(Texto de leitura):
■ ■ ■ ■ ■ ■ ■

Luísa tem acompanhamento diário e domiciliar com psicólogos. A mãe a tirou da escola por entender que em nenhuma delas — nem as de ensino regular e as especiais — havia profissionais capacitados para lidar com uma criança autista. A menina, pré-adolescente, tem o dia inteiro preenchido. São duas psicólogas pela manhã e mais duas à tarde. Há um quarto preparado só pra ela.

Quer ver Luísa ficar feliz? Deixe-a ficar se embalando na rede. Aos poucos ela começa a dizer uma ou outra palavra. E volta a sorrir, quando realmente se sente segura e amparada. “Autista não tem nenhum prejuízo cognitivo. O prejuízo é apenas de interação”, comenta a psicóloga Ana Carla Mello, 30, uma das profissionais que atendem Luísa. E admite: “Na faculdade, aprendi que autistas não estabelecem contatos. Hoje, com a Luísa, cada movimento é uma celebração”.

■ ■ ■ ■ ■ ■ ■

(Material fornecido):
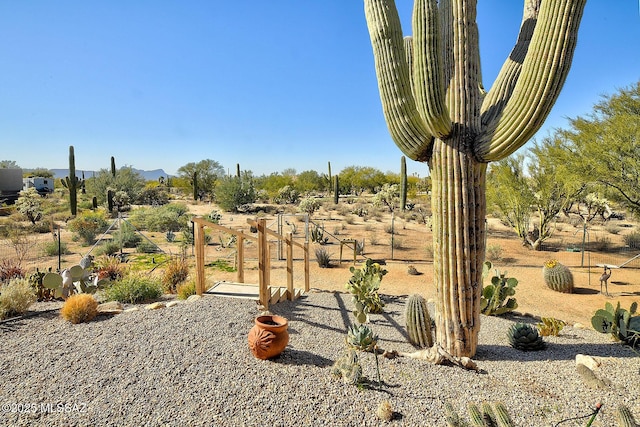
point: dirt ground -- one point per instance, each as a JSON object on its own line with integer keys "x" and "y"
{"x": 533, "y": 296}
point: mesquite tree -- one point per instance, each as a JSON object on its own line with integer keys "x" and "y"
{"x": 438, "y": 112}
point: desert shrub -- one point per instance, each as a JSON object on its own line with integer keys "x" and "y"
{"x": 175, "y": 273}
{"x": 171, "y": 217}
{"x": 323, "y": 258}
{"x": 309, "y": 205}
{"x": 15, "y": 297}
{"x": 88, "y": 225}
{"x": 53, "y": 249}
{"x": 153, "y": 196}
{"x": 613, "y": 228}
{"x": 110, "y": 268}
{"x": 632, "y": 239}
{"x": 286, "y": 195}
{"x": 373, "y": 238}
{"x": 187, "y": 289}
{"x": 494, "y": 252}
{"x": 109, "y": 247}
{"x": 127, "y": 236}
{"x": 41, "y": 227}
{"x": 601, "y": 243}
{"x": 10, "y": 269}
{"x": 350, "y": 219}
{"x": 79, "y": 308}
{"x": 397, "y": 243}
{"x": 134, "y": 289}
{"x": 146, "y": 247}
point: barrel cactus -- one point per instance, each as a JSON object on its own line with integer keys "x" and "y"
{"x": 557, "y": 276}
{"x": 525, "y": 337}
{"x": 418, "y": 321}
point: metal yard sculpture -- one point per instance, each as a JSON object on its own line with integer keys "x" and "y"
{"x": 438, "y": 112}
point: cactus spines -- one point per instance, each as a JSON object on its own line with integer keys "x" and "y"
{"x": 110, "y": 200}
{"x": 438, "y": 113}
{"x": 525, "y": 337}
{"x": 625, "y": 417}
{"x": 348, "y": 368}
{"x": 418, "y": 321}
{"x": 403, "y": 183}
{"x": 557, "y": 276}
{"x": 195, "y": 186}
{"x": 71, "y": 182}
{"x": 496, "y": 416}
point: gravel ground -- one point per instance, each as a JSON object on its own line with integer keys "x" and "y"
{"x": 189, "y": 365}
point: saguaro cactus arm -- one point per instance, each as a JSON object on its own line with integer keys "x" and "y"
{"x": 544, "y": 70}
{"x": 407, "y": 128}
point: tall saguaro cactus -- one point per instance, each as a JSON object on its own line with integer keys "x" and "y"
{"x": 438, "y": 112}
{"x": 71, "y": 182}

■ ■ ■ ■ ■ ■ ■

(Exercício 1): Reescreva em forma de lista o parágrafo do texto sobre Luísa que começa com “Luísa tem acompanhamento diário”, conservando seus fatos principais.
(Exercício 2): Devolva, sem nenhuma alteração, o trecho do texto sobre Luísa que se inicia nas palavras que contêm "Luísa tem acompanhamento" e se encerra em "só pra ela.".
Responda com base somente no texto sobre Luísa.

(Sua resposta 1):
- Luísa, pré-adolescente, tem acompanhamento diário e domiciliar com psicólogos.
- A mãe a tirou da escola por entender que nenhuma, regular ou especial, tinha profissionais capacitados para lidar com uma criança autista.
- Seu dia é todo preenchido: duas psicólogas pela manhã e duas à tarde.
- Ela tem um quarto preparado só para ela.

(Sua resposta 2):
Luísa tem acompanhamento diário e domiciliar com psicólogos. A mãe a tirou da escola por entender que em nenhuma delas — nem as de ensino regular e as especiais — havia profissionais capacitados para lidar com uma criança autista. A menina, pré-adolescente, tem o dia inteiro preenchido. São duas psicólogas pela manhã e mais duas à tarde. Há um quarto preparado só pra ela.